**DO THIS:**
Copy out the listing below word for word, reproducing every line without any change.

* START INPUT FOR THIS TASK *

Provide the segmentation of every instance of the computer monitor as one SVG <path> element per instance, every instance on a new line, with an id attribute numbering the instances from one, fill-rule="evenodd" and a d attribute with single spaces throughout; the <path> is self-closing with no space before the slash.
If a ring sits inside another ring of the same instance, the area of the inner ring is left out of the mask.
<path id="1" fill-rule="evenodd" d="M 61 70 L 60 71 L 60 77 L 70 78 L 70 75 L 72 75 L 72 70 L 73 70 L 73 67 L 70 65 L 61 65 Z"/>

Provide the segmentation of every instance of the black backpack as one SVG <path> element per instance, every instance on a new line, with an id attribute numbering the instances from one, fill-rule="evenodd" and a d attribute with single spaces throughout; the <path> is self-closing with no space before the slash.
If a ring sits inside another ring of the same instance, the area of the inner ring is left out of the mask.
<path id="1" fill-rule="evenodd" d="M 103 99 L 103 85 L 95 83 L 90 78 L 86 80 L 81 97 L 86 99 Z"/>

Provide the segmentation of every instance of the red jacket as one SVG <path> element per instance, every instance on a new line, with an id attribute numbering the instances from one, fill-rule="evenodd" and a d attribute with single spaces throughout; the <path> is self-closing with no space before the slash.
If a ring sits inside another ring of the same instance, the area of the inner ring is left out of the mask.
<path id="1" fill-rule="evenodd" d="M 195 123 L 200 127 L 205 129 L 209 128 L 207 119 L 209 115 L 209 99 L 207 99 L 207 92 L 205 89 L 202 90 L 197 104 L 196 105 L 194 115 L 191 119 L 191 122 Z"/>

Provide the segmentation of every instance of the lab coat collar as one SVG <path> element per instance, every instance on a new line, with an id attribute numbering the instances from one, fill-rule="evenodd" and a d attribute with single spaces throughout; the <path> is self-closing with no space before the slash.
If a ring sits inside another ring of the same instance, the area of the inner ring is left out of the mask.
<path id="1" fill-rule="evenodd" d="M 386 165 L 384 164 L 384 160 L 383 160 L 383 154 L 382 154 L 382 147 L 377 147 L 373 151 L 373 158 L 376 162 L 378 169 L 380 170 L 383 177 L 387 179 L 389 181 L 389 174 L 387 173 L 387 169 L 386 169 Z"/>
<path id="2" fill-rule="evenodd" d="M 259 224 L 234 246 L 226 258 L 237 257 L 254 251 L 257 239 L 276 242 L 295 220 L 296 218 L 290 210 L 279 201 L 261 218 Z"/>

* END INPUT FOR THIS TASK *

**FINAL RESULT:**
Provide the segmentation of every instance of the computer monitor as one SVG <path> element per instance, every instance on a new line, with an id attribute numbering the instances from one, fill-rule="evenodd" and a d attribute with single spaces throughout; the <path> is self-closing with no space before the slash.
If a ring sits inside another ring of the same instance, the area of the inner ring is left out of the mask.
<path id="1" fill-rule="evenodd" d="M 61 70 L 60 71 L 60 77 L 70 78 L 70 75 L 72 75 L 72 70 L 73 70 L 73 67 L 70 65 L 61 65 Z"/>

Provide the segmentation of every instance of the black backpack as one SVG <path> element per instance, every instance on a new line, with an id attribute numbering the instances from one, fill-rule="evenodd" and a d attribute with single spaces throughout; the <path> is self-closing with no space before the slash.
If a ring sits inside another ring of the same instance, the area of the inner ring is left out of the mask.
<path id="1" fill-rule="evenodd" d="M 103 99 L 103 85 L 95 83 L 90 78 L 86 80 L 81 97 L 86 99 Z"/>

Provide the segmentation of every instance of the red jacket as one SVG <path> element per instance, every instance on a new line, with an id attribute numbering the instances from one, fill-rule="evenodd" and a d attribute with single spaces throughout; the <path> is self-closing with no space before the slash.
If a ring sits inside another ring of the same instance, the area of the inner ring is left out of the mask.
<path id="1" fill-rule="evenodd" d="M 195 123 L 200 127 L 205 129 L 209 128 L 207 119 L 209 115 L 209 99 L 207 99 L 207 92 L 205 89 L 202 90 L 197 104 L 196 105 L 194 115 L 191 119 L 191 122 Z"/>

Provide the segmentation of every instance of the lab coat collar as one SVG <path> element per instance, every instance on a new line, with an id attribute numbering the instances from one, fill-rule="evenodd" and a d attribute with single spaces throughout; the <path> is self-closing with no space before the slash.
If a ring sits inside another ring of the same instance, the area of the inner ring is left out of the mask.
<path id="1" fill-rule="evenodd" d="M 386 165 L 384 164 L 384 160 L 383 160 L 383 154 L 382 154 L 382 147 L 377 147 L 373 151 L 373 158 L 376 162 L 378 169 L 380 170 L 383 177 L 387 179 L 389 181 L 389 174 L 387 173 L 387 169 L 386 169 Z"/>
<path id="2" fill-rule="evenodd" d="M 259 224 L 234 246 L 226 258 L 237 257 L 254 251 L 257 239 L 276 242 L 295 220 L 296 218 L 290 210 L 279 201 L 261 218 Z"/>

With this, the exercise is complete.